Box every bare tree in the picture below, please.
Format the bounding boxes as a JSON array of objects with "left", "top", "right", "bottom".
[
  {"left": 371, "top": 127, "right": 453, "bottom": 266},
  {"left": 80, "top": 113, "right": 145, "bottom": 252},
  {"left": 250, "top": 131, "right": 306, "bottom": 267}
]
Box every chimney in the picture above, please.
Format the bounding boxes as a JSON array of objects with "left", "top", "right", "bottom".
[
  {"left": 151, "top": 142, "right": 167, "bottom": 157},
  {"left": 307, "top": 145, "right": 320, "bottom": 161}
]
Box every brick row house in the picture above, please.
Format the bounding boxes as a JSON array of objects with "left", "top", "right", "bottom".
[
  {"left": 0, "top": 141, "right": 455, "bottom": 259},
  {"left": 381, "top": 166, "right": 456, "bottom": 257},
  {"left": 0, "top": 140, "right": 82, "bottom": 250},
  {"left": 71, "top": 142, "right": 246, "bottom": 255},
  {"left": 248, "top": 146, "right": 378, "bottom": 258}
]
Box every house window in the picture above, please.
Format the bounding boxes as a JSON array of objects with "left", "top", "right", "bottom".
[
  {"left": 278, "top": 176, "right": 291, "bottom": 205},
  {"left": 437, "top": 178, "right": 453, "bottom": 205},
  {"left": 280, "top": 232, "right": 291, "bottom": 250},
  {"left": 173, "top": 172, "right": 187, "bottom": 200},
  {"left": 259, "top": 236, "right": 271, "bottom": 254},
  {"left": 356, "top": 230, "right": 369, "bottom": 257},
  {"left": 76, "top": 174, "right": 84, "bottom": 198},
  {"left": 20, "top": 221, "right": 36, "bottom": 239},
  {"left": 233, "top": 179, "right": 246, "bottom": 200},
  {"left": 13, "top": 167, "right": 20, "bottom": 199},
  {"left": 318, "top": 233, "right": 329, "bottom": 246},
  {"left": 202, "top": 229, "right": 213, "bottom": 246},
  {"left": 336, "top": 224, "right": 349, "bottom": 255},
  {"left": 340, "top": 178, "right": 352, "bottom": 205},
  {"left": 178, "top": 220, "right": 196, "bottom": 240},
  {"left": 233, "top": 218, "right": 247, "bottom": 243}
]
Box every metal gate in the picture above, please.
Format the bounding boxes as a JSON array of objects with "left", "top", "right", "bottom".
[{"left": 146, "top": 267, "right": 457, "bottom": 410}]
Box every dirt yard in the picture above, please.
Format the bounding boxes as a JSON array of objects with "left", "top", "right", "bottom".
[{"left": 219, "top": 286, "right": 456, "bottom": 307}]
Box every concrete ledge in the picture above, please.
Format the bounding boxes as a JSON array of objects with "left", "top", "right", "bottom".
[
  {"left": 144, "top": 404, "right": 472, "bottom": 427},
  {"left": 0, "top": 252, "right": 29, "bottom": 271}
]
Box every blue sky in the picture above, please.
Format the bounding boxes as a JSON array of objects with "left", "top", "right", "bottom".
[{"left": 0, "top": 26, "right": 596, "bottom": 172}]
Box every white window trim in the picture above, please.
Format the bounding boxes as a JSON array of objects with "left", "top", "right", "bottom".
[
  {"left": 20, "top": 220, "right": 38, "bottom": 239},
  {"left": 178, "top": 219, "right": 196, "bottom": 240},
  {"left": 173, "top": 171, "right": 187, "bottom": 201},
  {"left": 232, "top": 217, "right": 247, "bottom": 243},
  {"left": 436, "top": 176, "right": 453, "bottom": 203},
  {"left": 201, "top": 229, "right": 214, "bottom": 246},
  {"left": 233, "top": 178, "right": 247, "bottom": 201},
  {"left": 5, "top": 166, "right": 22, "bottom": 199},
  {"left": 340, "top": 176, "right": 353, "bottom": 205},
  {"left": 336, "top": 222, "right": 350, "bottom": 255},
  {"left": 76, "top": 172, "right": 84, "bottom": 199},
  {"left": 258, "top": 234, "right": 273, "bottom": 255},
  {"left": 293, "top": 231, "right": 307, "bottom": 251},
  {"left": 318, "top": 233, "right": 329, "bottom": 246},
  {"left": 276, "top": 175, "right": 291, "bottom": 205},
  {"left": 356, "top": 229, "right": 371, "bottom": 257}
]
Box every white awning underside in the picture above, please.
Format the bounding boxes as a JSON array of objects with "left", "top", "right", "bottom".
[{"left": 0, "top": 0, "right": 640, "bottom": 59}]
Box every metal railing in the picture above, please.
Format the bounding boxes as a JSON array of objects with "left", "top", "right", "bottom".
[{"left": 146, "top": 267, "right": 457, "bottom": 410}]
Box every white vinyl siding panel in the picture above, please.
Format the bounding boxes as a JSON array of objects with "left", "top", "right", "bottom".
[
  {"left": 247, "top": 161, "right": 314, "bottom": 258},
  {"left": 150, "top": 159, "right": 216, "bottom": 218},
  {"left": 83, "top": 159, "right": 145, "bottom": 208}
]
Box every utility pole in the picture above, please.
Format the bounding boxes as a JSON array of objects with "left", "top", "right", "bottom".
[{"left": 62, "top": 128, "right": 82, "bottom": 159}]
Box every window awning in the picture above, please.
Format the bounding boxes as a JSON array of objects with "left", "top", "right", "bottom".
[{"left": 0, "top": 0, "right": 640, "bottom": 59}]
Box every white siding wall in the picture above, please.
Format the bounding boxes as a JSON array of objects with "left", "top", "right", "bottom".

^^^^^^^^

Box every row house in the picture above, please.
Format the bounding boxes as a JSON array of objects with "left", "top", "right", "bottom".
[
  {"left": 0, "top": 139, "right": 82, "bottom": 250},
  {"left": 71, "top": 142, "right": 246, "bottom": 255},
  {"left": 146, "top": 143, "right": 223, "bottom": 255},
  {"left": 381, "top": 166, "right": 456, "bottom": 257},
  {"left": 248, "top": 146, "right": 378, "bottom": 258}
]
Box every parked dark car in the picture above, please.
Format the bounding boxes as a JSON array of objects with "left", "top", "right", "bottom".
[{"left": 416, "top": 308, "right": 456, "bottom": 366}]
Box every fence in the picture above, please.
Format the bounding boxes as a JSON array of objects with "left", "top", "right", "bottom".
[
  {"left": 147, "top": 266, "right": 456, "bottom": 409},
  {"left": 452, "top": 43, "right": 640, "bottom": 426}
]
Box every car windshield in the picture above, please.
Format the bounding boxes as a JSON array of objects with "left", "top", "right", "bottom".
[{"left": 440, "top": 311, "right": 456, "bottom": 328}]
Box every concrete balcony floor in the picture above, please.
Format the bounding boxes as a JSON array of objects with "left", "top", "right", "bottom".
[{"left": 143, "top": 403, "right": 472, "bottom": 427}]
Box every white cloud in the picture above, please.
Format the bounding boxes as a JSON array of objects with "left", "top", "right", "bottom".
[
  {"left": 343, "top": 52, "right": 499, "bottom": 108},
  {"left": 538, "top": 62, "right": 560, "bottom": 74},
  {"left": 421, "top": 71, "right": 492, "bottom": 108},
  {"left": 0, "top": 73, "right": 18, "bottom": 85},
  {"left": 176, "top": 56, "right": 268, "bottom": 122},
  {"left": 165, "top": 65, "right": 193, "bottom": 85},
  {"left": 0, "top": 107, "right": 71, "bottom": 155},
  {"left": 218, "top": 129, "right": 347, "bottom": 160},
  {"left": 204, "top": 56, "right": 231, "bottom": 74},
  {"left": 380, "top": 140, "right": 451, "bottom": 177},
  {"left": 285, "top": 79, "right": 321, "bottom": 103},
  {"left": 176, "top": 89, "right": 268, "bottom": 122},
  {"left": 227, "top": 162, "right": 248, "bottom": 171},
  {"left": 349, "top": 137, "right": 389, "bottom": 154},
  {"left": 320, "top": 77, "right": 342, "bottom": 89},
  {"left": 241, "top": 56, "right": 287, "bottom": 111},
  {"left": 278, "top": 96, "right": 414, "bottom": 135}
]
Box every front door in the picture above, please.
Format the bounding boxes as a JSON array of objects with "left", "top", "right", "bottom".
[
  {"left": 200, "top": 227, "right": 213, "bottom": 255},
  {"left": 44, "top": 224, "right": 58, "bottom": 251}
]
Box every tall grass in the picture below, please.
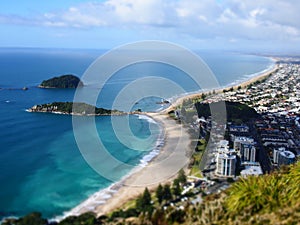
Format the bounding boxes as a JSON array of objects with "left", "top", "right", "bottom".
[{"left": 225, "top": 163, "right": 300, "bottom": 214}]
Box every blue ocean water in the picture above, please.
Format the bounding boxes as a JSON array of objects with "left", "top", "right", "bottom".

^^^^^^^^

Identify every line of the data that contains the string "awning", and copy each such line. Case counts.

Task answer:
Box every white awning underside in the picture above, please.
Box every window awning in the picture above, please.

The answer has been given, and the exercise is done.